**Your instructions**: Gather every line in the listing below that contains the word "rock".

**Stored rows**:
-=-=-=-=-

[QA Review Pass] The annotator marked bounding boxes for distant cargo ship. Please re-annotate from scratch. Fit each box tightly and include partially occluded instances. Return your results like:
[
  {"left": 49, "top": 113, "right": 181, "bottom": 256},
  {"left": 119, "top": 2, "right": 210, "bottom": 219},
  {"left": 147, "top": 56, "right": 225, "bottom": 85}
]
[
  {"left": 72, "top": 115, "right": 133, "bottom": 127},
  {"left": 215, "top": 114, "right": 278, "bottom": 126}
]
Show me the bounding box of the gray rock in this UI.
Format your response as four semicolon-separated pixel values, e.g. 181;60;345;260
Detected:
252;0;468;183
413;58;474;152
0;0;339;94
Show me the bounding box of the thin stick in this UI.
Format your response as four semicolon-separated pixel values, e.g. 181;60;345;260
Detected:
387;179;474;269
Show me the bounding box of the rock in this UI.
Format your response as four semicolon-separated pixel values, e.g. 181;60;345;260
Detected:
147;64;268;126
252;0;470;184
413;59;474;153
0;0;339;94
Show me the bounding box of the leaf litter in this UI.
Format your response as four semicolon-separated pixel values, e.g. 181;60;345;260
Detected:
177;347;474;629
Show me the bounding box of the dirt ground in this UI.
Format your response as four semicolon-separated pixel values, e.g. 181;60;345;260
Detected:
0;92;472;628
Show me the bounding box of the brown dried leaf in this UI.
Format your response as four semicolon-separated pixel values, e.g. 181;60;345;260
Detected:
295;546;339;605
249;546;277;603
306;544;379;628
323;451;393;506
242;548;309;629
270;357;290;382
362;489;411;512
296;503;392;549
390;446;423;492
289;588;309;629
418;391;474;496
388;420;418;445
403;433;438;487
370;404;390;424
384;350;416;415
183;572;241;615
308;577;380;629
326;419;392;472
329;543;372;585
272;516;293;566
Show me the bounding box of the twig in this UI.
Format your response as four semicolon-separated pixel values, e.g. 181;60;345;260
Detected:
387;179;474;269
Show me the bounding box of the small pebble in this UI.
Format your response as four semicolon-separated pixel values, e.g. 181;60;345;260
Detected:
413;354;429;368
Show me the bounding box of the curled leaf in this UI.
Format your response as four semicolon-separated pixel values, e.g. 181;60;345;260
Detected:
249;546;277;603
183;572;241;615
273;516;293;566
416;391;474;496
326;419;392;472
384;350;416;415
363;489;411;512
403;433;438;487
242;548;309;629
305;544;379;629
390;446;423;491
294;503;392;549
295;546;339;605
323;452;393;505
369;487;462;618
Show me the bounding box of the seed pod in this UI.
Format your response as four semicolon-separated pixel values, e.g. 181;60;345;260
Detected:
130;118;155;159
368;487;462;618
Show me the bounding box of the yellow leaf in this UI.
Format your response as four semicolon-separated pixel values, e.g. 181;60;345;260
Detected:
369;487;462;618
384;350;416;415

-=-=-=-=-

**The response**:
Show me the bounding box of the gray rock in this UI.
Show me the bounding box of the rock in this UI.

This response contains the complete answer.